The Ontology Project for Interactive Digital Narrative

We invite participants to the Games & Narrative workshop at ICIDS 2015 that serves as the start for the Ontology Project for Interactive Digital Narrative.

The half-day workshop is open to scholars, practitioners, students, artists and all the attendees of the ICIDS Conference on December 1, 2015.

Current research in Interactive Digital Narrative lacks methodologies enabling precise comparisons and categorizations across broad sets of artifacts. Analytical terminologies rooted in unilinear, non-interactive narrative criticism does not help, as evidenced by Aarseth’s (1997) contention that yet another re-interpretation of a term like “text” is inconsequential and Nitsche (2008) calls the current state of affairs in narratology “potentially confusing.” Consequently, as researchers in IDN routinely face the need to redefine the vocabulary they adopt, we observe the use of terms that are in part borrowed from game journalism, in part reinterpreting legacy concepts, and in part invented anew.

:: EXERCISE INPUT ::
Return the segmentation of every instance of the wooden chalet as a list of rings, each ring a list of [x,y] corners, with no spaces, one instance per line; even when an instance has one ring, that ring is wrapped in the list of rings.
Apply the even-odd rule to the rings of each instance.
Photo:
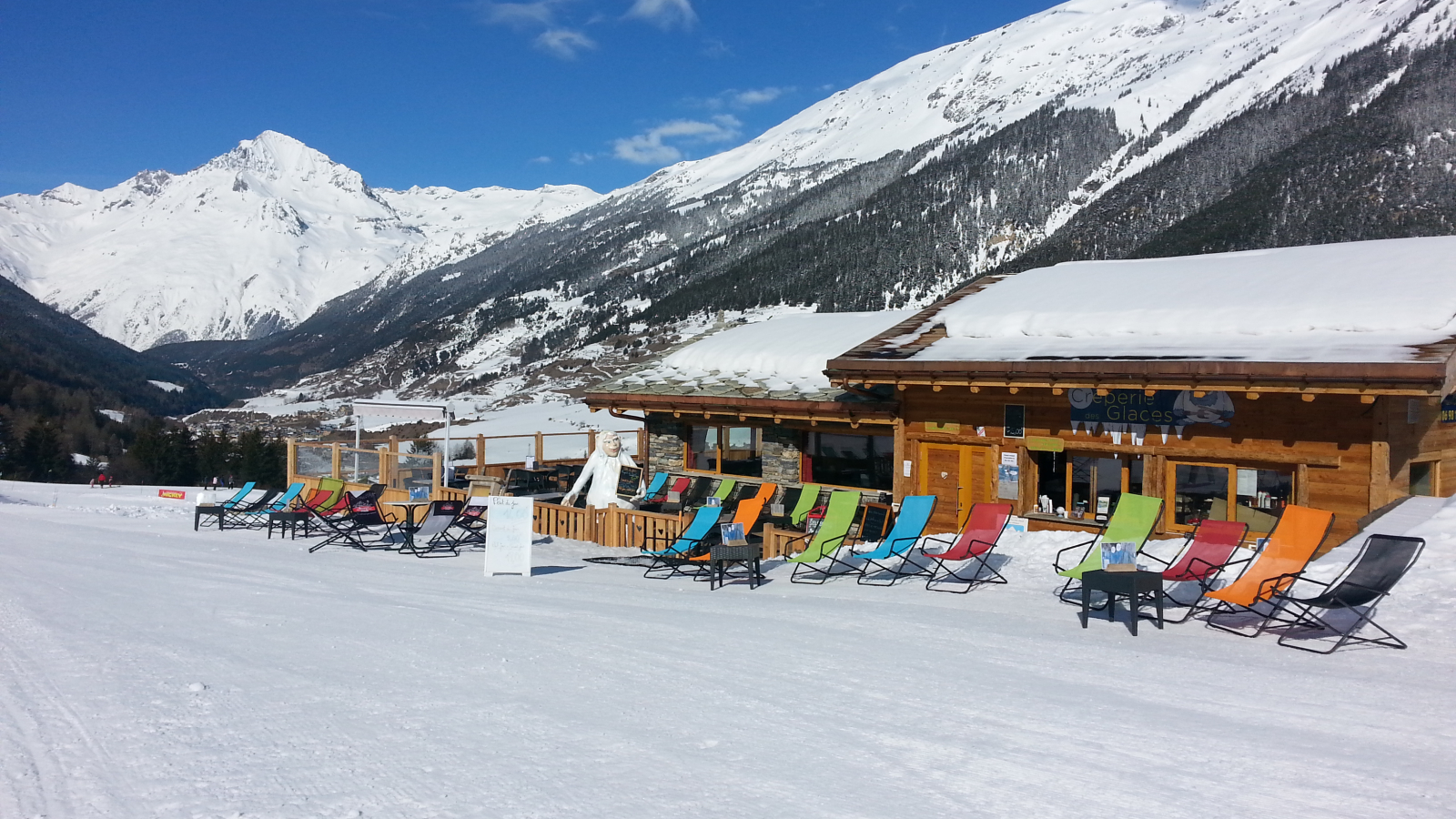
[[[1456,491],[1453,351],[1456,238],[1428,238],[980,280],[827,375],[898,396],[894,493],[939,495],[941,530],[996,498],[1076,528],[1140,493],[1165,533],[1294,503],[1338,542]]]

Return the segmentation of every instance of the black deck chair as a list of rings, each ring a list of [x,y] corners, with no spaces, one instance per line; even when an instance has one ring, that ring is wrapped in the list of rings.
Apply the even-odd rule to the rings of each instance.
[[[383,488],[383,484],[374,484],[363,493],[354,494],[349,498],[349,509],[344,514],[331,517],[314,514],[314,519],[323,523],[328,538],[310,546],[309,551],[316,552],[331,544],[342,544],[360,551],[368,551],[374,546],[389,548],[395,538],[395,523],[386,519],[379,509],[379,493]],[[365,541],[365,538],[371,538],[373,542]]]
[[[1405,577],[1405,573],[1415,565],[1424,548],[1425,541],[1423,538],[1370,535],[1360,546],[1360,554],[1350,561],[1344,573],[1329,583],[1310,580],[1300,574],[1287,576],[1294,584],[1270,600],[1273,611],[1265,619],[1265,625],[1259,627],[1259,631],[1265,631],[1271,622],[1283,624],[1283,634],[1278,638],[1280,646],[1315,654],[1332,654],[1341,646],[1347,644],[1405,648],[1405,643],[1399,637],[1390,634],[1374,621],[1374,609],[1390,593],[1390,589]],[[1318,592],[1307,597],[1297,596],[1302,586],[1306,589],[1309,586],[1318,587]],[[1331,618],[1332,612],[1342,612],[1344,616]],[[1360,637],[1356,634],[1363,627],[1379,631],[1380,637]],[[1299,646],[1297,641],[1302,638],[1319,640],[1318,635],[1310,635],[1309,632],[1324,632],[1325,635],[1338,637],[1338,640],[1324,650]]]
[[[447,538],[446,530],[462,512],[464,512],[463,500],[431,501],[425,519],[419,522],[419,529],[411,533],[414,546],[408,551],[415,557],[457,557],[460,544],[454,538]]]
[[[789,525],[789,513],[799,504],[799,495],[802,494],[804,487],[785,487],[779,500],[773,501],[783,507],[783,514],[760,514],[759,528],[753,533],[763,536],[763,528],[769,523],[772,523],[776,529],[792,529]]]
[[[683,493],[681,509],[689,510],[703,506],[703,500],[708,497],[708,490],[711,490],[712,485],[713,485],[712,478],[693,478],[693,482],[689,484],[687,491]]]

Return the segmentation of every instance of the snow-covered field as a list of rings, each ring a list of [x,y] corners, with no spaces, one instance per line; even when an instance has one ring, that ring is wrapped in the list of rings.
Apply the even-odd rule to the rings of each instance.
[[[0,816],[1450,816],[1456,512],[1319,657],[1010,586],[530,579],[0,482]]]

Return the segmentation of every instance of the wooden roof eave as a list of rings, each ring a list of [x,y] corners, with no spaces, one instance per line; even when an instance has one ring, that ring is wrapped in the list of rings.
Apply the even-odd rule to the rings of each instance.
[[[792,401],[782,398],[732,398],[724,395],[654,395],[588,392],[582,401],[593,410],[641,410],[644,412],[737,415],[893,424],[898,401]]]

:: WHAT TO WORK ON ::
1) According to the workshop announcement, on what date is the half-day workshop held?
2) Please copy the entries word for word, from the line containing "Return the segmentation of every instance of the wooden roof" up to and including the last line of the entries.

:: RESPONSES BY TASK ::
1) December 1, 2015.

2)
Return the segmentation of every instance of the wooden roof eave as a list of rings, each ring a list of [x,y] corners, with no spaces, one instance per line; even when an instance has one ring, that ring is wrapped in the list of rings.
Apply the even-odd rule to the rings of each instance.
[[[792,401],[782,398],[732,398],[724,395],[654,395],[588,392],[582,401],[593,410],[641,410],[644,412],[737,415],[893,424],[898,401]]]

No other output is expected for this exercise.